Your assignment –
Exact reproduction is needed for the lines from the one with "Could you point out the red" to the end of the listing below, and for no other lines.

Dataset entries –
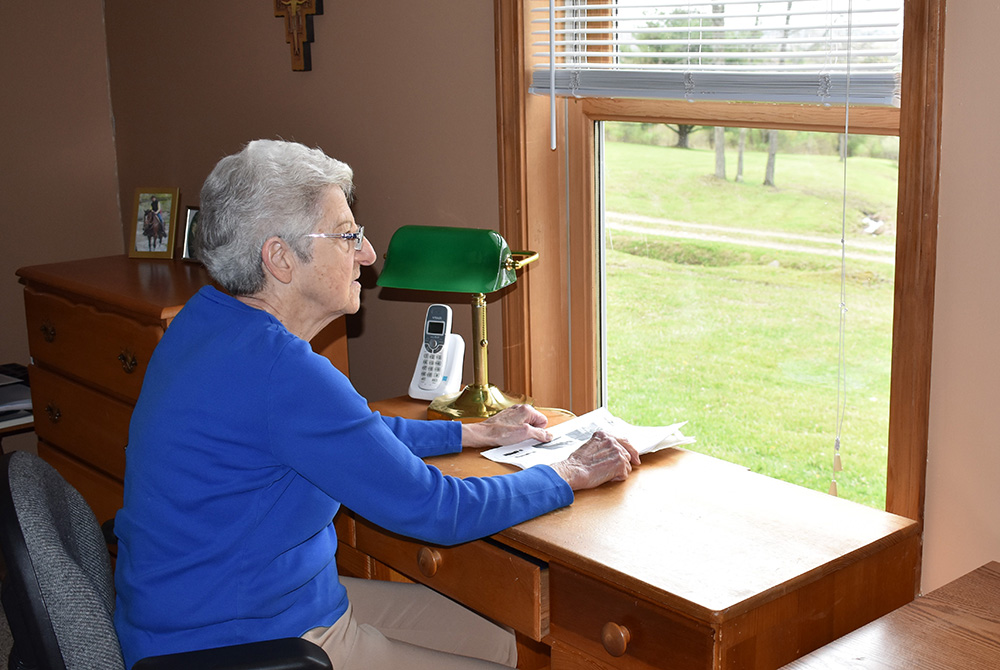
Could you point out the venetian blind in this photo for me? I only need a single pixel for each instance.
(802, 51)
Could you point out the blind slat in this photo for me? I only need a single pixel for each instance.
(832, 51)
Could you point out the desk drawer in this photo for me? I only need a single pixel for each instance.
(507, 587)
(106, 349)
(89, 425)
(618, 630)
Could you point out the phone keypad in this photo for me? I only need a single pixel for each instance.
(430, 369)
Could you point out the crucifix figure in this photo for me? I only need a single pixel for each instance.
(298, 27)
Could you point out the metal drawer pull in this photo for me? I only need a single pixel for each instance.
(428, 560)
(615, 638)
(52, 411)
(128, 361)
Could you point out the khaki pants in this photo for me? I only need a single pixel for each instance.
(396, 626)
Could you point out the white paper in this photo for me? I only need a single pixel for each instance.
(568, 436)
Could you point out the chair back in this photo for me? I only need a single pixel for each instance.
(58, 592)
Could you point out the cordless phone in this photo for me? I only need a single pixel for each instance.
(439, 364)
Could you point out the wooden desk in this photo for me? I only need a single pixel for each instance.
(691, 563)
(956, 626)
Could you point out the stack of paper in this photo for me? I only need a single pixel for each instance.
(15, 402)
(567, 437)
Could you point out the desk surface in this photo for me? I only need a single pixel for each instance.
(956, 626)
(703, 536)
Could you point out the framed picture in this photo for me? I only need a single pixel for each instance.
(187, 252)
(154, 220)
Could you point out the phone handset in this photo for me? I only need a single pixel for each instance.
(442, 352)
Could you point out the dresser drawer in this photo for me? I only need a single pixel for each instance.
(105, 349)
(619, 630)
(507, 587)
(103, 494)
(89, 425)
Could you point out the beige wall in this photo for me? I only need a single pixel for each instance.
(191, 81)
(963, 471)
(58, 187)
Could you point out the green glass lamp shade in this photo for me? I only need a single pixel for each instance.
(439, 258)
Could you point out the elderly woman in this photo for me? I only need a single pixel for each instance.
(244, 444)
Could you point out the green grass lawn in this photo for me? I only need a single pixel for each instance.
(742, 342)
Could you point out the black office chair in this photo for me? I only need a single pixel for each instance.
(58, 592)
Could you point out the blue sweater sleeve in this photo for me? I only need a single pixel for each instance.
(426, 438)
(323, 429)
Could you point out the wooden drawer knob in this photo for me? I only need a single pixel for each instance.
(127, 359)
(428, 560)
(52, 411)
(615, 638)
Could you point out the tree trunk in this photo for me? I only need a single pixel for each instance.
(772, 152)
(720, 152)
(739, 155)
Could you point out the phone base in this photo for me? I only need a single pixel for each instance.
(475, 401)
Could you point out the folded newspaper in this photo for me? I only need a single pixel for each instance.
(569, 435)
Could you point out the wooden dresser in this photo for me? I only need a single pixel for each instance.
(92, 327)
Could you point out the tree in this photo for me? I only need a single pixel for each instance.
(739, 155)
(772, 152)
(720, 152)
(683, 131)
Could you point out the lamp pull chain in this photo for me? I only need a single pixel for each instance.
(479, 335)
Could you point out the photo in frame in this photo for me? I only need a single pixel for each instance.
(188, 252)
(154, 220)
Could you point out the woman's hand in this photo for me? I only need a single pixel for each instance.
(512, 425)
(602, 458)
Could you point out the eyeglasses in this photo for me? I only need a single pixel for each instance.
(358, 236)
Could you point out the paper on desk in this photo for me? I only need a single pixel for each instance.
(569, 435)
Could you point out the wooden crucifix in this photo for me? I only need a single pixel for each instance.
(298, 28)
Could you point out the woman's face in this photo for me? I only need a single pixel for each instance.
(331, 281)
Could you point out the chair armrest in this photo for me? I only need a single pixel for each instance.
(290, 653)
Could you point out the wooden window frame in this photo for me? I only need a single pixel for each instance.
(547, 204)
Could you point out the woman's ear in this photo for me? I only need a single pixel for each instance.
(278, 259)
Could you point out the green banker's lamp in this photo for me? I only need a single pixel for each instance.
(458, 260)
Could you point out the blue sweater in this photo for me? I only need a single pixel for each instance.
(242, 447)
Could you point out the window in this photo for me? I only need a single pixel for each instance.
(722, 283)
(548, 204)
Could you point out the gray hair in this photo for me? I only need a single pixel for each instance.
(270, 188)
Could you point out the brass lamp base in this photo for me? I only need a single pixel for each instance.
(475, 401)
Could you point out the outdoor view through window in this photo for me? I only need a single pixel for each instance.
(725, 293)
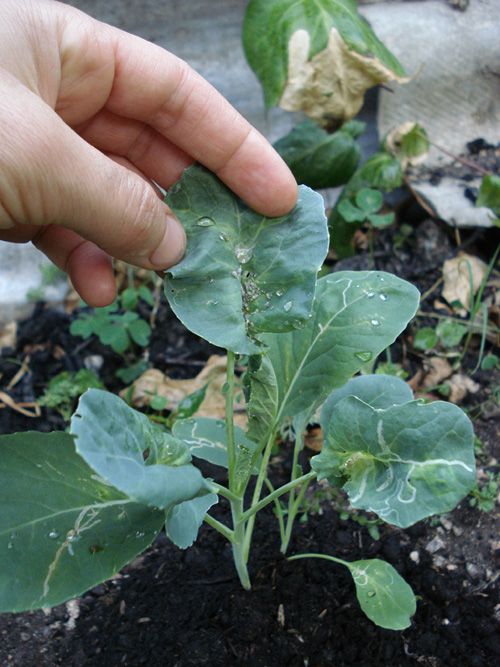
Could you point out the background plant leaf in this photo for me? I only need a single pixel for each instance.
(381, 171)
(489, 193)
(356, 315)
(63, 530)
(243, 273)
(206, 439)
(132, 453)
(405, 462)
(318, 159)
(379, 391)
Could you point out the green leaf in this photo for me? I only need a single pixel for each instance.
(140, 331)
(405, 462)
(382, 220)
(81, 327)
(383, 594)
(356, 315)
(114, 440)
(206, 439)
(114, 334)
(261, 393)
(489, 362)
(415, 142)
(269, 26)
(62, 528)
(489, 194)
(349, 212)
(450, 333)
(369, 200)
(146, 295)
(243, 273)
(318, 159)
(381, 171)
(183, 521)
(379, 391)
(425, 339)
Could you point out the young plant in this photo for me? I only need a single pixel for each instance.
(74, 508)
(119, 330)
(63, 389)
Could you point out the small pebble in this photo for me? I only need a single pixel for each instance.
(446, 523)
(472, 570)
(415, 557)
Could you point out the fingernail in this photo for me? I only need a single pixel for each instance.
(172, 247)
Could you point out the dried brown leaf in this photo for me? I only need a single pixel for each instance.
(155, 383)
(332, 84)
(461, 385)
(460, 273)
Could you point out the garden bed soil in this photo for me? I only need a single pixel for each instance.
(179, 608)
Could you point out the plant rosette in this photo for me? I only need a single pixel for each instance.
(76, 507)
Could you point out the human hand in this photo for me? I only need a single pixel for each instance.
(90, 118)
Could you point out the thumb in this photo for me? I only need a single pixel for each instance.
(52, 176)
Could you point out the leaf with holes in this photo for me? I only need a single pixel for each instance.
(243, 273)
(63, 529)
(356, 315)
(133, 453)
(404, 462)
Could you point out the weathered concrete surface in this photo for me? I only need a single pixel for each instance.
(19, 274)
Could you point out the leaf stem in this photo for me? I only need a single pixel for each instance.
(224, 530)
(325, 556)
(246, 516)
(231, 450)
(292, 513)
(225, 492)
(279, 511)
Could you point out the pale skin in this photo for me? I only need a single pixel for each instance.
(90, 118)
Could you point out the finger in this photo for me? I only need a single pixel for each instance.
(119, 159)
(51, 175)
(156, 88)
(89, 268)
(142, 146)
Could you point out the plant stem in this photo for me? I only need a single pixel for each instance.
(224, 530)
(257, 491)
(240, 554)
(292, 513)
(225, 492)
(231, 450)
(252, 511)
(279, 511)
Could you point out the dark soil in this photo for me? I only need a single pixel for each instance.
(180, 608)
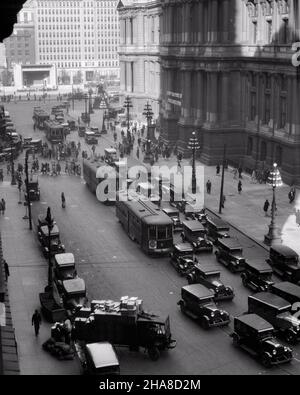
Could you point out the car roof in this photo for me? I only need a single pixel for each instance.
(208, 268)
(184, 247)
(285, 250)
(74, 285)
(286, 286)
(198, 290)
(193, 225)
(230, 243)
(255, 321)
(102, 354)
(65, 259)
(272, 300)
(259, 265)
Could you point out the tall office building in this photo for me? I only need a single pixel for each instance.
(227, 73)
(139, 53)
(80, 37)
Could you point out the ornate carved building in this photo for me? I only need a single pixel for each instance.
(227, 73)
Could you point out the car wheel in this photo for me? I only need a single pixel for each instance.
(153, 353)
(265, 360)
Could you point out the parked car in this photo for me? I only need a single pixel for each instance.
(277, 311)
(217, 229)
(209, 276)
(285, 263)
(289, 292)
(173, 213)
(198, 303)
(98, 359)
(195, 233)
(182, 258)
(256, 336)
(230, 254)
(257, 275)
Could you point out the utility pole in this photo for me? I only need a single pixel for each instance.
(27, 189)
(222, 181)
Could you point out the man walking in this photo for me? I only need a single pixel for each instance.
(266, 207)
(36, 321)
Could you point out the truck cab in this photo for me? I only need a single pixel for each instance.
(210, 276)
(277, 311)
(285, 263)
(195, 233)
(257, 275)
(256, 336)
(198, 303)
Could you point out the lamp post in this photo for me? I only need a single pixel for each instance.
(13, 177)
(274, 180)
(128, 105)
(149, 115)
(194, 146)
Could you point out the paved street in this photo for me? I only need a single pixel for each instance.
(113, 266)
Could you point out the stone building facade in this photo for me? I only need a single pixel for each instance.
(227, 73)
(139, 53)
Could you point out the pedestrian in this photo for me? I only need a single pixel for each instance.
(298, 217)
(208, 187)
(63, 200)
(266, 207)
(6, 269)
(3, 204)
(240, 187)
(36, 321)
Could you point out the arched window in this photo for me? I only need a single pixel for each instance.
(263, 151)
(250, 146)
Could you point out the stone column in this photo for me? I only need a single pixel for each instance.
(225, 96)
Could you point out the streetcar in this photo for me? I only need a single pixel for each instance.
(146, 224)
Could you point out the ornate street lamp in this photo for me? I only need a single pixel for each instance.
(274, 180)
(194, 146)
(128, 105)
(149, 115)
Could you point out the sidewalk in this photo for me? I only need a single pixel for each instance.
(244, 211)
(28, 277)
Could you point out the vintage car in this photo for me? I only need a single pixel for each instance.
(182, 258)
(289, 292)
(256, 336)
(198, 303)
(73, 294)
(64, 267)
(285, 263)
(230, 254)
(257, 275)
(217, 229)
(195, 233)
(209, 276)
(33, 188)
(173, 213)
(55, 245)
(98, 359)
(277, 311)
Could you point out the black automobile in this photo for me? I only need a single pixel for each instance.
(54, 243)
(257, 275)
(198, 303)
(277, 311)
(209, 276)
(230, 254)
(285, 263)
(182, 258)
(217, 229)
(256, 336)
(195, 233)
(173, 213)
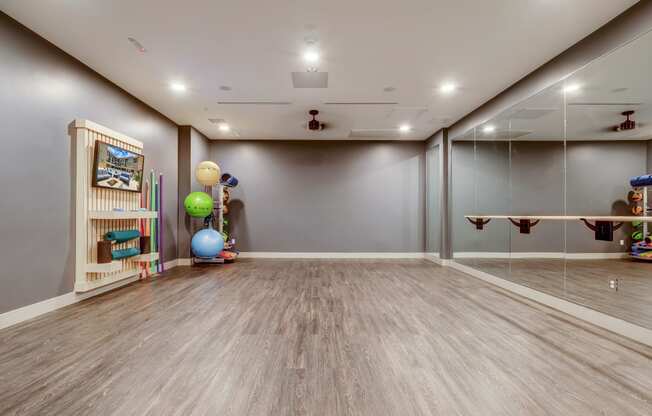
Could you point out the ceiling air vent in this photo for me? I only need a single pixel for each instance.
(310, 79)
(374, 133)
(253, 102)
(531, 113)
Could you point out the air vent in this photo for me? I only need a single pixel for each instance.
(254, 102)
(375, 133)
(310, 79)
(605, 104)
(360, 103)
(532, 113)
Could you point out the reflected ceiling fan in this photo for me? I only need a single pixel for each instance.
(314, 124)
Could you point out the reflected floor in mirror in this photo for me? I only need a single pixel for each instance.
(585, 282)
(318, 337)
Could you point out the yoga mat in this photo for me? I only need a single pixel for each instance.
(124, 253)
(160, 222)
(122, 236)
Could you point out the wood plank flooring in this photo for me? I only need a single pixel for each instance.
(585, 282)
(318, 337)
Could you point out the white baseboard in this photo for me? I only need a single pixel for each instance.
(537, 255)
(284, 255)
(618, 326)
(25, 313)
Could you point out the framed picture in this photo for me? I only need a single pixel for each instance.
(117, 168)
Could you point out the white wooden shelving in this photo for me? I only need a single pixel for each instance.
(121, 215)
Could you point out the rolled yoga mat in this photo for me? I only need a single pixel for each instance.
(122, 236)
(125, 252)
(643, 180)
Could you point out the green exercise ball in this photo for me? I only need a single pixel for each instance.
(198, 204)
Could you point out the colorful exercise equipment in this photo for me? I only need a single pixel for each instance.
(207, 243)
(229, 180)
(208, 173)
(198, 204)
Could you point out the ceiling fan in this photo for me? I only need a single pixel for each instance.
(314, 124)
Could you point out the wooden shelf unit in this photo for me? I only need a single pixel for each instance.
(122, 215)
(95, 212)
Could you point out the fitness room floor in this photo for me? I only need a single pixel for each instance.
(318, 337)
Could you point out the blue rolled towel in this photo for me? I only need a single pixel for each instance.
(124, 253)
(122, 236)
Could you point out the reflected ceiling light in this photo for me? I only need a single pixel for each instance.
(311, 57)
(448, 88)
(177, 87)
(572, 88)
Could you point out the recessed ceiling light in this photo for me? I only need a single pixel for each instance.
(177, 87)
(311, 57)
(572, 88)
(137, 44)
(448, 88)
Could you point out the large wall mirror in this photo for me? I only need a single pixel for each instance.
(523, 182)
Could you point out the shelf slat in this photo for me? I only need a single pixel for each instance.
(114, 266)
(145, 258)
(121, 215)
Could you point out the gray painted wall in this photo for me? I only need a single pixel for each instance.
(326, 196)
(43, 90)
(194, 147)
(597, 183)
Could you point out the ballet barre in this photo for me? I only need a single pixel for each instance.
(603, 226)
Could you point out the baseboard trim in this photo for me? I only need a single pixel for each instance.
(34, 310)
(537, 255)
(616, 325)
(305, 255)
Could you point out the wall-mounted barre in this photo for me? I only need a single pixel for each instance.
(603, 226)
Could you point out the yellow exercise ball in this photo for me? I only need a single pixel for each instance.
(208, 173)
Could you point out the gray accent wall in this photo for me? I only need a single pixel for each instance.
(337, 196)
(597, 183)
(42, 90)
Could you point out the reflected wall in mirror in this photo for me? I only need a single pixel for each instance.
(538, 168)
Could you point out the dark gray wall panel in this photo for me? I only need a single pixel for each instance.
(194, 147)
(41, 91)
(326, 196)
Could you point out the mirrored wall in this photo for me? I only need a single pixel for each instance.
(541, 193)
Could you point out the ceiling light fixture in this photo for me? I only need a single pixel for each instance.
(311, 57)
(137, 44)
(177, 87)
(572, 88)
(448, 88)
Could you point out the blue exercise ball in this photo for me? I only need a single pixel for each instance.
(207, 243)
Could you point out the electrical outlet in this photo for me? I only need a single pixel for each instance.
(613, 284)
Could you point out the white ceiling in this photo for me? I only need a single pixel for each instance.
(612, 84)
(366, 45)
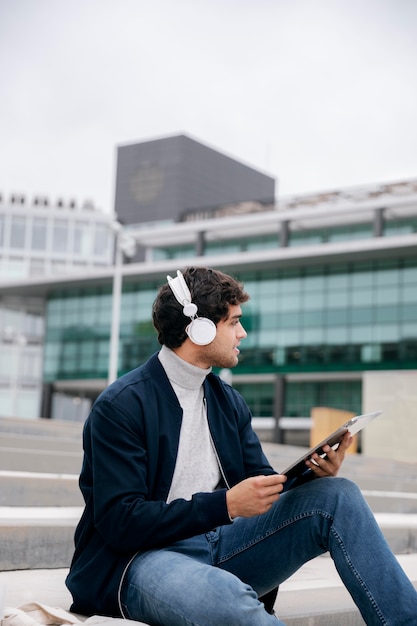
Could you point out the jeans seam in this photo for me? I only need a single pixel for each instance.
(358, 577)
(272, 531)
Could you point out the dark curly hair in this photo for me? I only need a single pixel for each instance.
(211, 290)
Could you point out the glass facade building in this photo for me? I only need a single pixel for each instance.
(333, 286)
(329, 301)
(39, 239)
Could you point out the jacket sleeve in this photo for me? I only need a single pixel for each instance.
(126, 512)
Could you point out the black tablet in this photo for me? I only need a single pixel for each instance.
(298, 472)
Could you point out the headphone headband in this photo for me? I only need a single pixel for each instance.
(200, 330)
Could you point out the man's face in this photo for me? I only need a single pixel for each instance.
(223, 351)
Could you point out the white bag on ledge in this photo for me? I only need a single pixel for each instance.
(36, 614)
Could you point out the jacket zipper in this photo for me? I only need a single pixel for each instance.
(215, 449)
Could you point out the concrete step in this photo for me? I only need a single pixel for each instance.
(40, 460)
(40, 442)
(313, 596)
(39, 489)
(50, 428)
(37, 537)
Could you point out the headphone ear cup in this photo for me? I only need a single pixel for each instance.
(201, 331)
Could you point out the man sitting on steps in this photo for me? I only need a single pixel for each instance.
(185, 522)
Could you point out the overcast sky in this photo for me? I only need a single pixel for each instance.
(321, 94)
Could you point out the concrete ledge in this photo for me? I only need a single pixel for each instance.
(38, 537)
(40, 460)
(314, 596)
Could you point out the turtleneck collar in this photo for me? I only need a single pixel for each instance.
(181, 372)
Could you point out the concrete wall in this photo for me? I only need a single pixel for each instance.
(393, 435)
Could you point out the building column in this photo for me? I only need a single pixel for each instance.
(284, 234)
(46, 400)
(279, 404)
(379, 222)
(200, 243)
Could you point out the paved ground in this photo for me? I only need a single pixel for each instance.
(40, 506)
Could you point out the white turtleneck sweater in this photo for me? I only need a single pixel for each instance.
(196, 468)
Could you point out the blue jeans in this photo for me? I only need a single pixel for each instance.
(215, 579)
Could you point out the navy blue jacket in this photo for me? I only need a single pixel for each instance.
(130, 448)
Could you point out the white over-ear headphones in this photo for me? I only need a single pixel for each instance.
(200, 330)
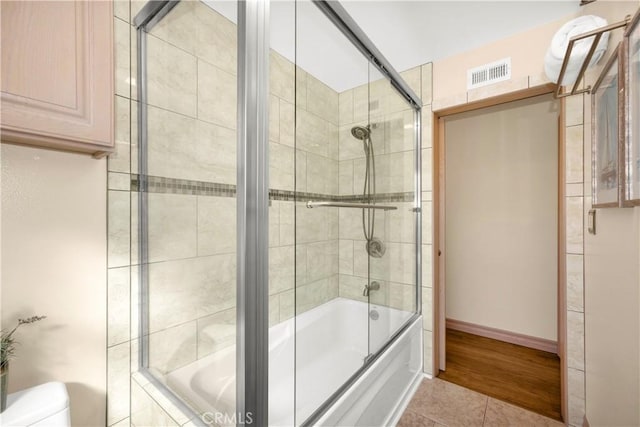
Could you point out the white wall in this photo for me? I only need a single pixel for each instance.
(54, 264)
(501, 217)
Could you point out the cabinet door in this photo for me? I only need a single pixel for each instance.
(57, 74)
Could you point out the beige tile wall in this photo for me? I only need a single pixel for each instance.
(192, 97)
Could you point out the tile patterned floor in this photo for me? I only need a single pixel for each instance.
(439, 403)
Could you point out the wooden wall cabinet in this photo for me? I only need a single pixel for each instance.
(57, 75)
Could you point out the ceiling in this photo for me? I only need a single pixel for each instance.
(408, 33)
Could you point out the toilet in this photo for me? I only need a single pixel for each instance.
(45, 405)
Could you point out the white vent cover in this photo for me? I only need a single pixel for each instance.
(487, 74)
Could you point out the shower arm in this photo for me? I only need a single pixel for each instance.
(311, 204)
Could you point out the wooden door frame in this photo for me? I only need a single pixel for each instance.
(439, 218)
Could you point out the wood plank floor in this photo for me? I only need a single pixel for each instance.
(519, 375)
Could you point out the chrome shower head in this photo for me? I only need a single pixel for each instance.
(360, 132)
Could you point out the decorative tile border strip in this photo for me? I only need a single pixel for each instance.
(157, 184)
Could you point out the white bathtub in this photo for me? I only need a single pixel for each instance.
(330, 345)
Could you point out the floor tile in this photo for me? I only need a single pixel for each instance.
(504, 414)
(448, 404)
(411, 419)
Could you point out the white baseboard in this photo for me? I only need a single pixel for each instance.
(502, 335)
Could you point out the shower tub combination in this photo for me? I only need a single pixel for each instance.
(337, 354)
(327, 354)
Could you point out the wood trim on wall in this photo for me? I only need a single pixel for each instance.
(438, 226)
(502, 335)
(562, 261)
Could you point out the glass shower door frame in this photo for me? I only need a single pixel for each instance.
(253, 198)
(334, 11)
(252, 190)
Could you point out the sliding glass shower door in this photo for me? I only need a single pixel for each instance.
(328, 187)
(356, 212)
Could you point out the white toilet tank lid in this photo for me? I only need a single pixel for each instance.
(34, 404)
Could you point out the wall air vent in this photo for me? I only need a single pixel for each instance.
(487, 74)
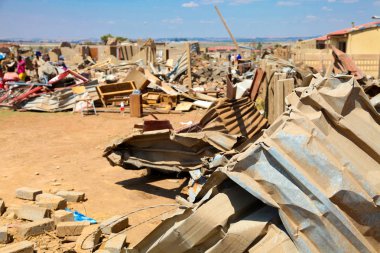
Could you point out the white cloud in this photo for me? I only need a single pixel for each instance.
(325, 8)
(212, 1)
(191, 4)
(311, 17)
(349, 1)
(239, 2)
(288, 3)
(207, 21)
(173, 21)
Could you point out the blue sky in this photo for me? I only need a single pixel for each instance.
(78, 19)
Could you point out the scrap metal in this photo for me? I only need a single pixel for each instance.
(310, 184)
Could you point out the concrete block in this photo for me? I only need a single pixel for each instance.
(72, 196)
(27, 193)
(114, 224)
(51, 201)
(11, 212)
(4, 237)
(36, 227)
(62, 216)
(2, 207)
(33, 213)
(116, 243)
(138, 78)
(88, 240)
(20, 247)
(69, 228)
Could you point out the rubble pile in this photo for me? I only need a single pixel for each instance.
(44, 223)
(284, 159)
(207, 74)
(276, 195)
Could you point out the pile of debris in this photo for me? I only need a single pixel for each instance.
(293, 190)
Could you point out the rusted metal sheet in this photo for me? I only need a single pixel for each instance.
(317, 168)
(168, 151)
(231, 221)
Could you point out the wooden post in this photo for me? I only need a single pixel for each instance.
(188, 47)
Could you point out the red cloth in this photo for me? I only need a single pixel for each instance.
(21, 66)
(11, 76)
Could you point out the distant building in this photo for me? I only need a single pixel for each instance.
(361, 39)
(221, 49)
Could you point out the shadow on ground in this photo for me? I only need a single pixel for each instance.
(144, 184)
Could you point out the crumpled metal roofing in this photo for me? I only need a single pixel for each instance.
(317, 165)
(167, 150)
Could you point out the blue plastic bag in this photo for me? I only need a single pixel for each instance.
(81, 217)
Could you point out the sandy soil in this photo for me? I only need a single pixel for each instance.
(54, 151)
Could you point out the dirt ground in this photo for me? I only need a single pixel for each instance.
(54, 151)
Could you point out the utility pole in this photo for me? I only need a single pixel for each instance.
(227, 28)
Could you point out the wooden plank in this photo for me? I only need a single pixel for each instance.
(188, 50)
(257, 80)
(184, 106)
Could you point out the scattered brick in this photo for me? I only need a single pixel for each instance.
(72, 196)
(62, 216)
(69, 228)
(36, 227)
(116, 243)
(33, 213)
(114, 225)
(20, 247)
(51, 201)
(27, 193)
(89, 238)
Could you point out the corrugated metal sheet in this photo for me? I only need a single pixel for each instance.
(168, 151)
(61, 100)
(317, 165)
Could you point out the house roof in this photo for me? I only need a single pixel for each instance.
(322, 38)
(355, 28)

Task output –
Could you point out the red cloth in this photo for me? I only need a single pixel for each instance.
(21, 66)
(11, 76)
Could you point out the distant building in this photo for me? I only need a single pixel for each instance.
(361, 39)
(221, 49)
Could you point out the shadow on ground in this photo for me? I only need a single pixel for each instance.
(144, 184)
Could you point out the crumpled metal roofing in this photo for me? I only need a single pixel for each instance.
(317, 165)
(167, 150)
Could you point out the blue plastic bag in this photo for me? I only need a single pixel for each instance.
(81, 217)
Could you point out the sandy soil in this photo for me? I only need a single pixel for each instance.
(54, 151)
Could you point out the dirt ground in this photo for me? I only need a single pixel for each instance.
(54, 151)
Could you point out the utility pole in this photo for me? I only need a single pixel for each instance.
(227, 28)
Could you point out the wooden plank in this photo for me? I only need a single pixel for each instance.
(188, 50)
(257, 80)
(184, 106)
Could you point out the scattered brick in this photo for me? I only need a single pixel for each instance.
(72, 196)
(62, 216)
(69, 228)
(36, 227)
(116, 243)
(33, 213)
(114, 225)
(20, 247)
(51, 201)
(27, 193)
(89, 238)
Could you point out the corrugated metal sheet in this photo for me? I only need a single pixel for each instance.
(168, 151)
(61, 100)
(317, 165)
Could you point out the house roof in this photo for me? I only need a single pixel for each instance.
(322, 38)
(355, 28)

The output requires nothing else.